A run of entries
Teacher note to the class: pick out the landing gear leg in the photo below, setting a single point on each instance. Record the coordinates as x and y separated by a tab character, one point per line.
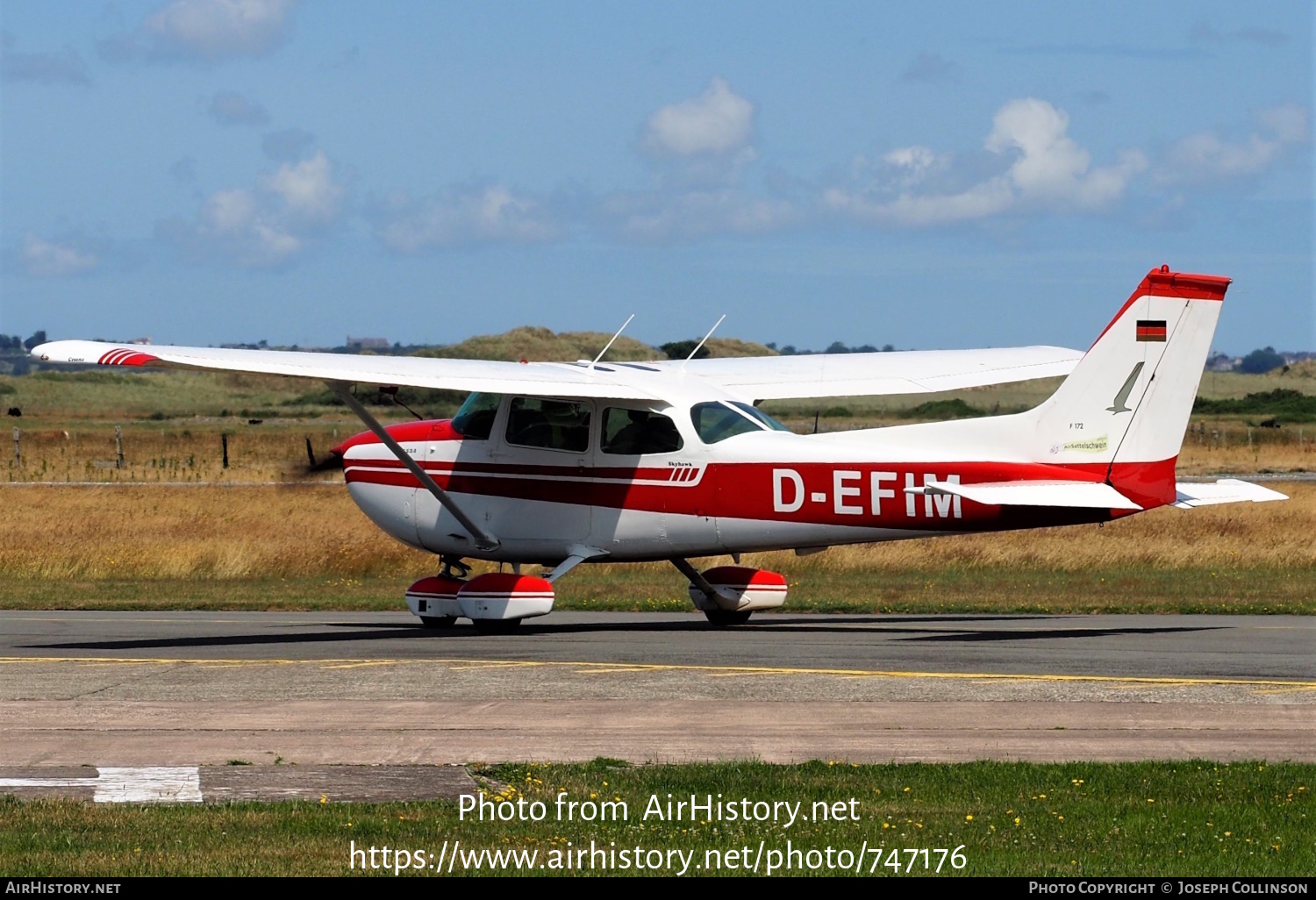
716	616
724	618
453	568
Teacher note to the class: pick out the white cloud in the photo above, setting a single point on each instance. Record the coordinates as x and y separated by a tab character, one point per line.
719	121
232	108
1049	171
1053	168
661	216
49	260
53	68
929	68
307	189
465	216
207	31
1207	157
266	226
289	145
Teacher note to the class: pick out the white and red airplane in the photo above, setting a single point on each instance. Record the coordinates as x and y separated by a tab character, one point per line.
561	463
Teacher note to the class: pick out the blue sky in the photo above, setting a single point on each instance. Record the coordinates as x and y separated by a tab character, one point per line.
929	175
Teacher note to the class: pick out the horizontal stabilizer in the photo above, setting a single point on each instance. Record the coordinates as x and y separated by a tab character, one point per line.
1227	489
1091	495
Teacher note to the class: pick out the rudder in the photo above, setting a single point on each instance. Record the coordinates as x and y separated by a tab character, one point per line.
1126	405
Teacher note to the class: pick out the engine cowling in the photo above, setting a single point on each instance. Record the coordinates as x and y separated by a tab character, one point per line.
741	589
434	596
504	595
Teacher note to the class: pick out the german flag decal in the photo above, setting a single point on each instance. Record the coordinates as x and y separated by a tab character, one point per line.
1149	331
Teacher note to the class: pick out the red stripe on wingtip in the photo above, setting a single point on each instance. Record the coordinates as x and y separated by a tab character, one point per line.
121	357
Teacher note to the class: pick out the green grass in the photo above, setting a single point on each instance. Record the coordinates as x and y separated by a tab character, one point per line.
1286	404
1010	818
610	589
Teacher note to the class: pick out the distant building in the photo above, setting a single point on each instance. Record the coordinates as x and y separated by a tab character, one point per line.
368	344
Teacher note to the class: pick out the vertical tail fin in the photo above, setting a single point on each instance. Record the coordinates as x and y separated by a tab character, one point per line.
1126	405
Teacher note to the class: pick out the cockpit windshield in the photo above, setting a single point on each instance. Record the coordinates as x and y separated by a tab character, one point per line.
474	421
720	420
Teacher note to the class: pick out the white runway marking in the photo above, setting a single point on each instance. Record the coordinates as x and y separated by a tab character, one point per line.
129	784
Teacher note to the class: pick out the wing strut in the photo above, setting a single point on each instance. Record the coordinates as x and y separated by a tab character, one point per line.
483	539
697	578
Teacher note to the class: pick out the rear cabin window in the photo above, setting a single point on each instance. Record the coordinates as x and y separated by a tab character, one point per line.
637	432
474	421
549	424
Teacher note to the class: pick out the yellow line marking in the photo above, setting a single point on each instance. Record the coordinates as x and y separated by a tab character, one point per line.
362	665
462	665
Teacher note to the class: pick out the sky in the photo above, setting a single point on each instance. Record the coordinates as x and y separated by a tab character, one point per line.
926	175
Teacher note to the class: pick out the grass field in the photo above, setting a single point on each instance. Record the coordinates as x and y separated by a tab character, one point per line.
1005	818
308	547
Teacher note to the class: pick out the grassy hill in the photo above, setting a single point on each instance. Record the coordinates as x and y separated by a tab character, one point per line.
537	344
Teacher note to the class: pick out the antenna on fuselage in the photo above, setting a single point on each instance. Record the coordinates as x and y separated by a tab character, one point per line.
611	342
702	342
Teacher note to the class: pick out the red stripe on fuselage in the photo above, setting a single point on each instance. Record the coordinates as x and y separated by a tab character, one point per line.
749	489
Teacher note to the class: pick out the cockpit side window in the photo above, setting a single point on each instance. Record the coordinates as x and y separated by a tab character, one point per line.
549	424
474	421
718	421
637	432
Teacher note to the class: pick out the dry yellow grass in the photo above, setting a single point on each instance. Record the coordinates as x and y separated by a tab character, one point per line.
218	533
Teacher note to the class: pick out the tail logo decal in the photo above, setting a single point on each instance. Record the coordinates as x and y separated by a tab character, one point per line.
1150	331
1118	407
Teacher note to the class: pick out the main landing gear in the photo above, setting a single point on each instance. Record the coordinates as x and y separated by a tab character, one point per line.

Your goal
Give the entries above as a numbered list, one line per item, with blank lines left out. Leave the pictures out of the list.

Expected output
1. Teacher note to the class: pick out the landing gear leg in the photo below, setting a single point on each instance. Record the coordinates as x and y separated by a tab character, one point per line.
2. 716	616
3. 724	618
4. 453	568
5. Teacher note to the class: pick out the white cloud in the photo above, setting a single point on each instance. Record the coordinates as x and y separated by a tab character, one point per line.
6. 719	121
7. 232	108
8. 1049	171
9. 1053	168
10. 661	216
11. 49	260
12. 53	68
13. 929	68
14. 307	189
15. 465	216
16. 207	31
17. 1207	157
18. 266	226
19. 289	145
20. Teacher note to the class: pick out the white and red airplane in the photo above, setting a single point on each instance. Record the coordinates as x and y separated by a tab character, one point per line.
21. 561	463
22. Teacher note to the class: pick out the blue sky in the photo above, setting a single point on each instance. Record the coordinates as x and y separated by a tab character, one point per line.
23. 929	175
24. Teacher note to the class: pick out the horizontal stabilizer in the photo above, setting a single point on each instance. Record the coordinates as x and y separated by a tab character, one point per line.
25. 1227	489
26. 1091	495
27. Teacher note to the class: pick out the rudder in the photo above, setting a single point on each instance. Record the coordinates as x and y separated by a tab character, one point per line.
28. 1126	405
29. Teacher note to the class: pick out the engine cowling in the photo above, setting a single point on each instance. Record the coordinates as x and y separated by a tab character, one point per line.
30. 741	589
31. 434	596
32. 504	595
33. Teacher note to the class: pick out the german flag decal in the photo above, setting a single point on each instance. Record the coordinates as x and y separated by a tab character, one point per line.
34. 1149	331
35. Teacher note to the class: pick out the red stripe on wingtip in the photo above, setting a single point on each instance. Record the coordinates as x and y separated by a tab character, one point per line.
36. 121	357
37. Teacher note to the class: pick out the green grass in the photo above, setting a single point on each instance. Record the coordinates as x and y separated by a tab character, one point per line.
38. 1286	404
39. 1010	818
40. 610	589
41. Teacher note to the class: pick out the distant building in the photo above, setting a single point on each instance. Record the coordinates as x and y separated by a tab character, one point per line.
42. 368	344
43. Teacher note to the class: pick out the vertical tail fin in the photo above, setting a single point on each instance. Record the coordinates as x and y separated by a tab character, one point per line.
44. 1126	405
45. Teacher note to the class: pick out the cockpit windshield in the photo above, setting a single point on each instance. Record the coordinates as x and y separated by a tab character, one point per line.
46. 474	421
47. 720	420
48. Teacher note to the class: pick out the white runway marking in the photo above, setting a single point on each instance. Record the coordinates as x and y separated by a tab character, one point per line.
49. 129	784
50. Teacher note to the class: pick out the wing strut in the photo above, setting a single point on each instance. Record the coordinates as x and y separated by a tab character, one point per line.
51. 483	539
52. 697	578
53. Teacher note to the class: pick out the rear cabin window in the photo above, setting a single point on each instance. Record the coordinates as x and y separated by a tab character, one point per line.
54. 637	432
55. 474	421
56. 549	424
57. Teacher note to the class: pick out the yellow line marking in the photo above, setting a single point on each instance. Record the coordinates as x and y separated by a tab character, one point per line.
58. 362	665
59. 462	665
60. Teacher note to the class: pick out the sky in the photo above, setting a single point on each instance. Record the coordinates as x and y separated by a tab character, one point per line.
61. 926	175
62. Teacher note to the class: pick out the grass field in the photo above, setting a single point on each instance. Record the coordinates as x and y separated by a tab character, one point per line.
63. 1005	818
64. 308	547
65. Teacher note to the class: pick out the grassy hill in the photo above, setting a single point on each instance. Record the coordinates as x and y separated by a tab character, one point per line.
66. 537	344
67. Teacher note to the class: pick out the antenna on fuselage in the photo above, setting a single point on each instance. Record the coordinates as x and y separated by a tab character, one point per line.
68. 611	342
69. 702	342
70. Teacher note to the class: pick out the red stripe on fuselage in the photo above, setting a single point on each instance. Record the coordinates as x and y separated by a tab character, one point per line.
71. 749	489
72. Teacher note to the class: pick out the cockpit side window in the photo above, setting a single point on each instance. Record the coordinates as x and y separated by a tab character, one point per line.
73. 549	424
74. 474	421
75. 718	421
76. 637	432
77. Teacher note to the class: pick out the dry yellow grass in the photo above, setting a single point on each instance. Record the coordinates as x and y separated by a tab character, one point per line.
78. 218	533
79. Teacher note to the class: pick out the tail logo decal in the photo above, setting a single point on each instance. Record the coordinates as x and y separated by a tab character, one point per line.
80. 1150	331
81. 1118	407
82. Teacher note to the class: pick out the main landing gear in the photo above, setting a single point on each instance. Record the coordinates as x and y separated by a tab character, one point per line.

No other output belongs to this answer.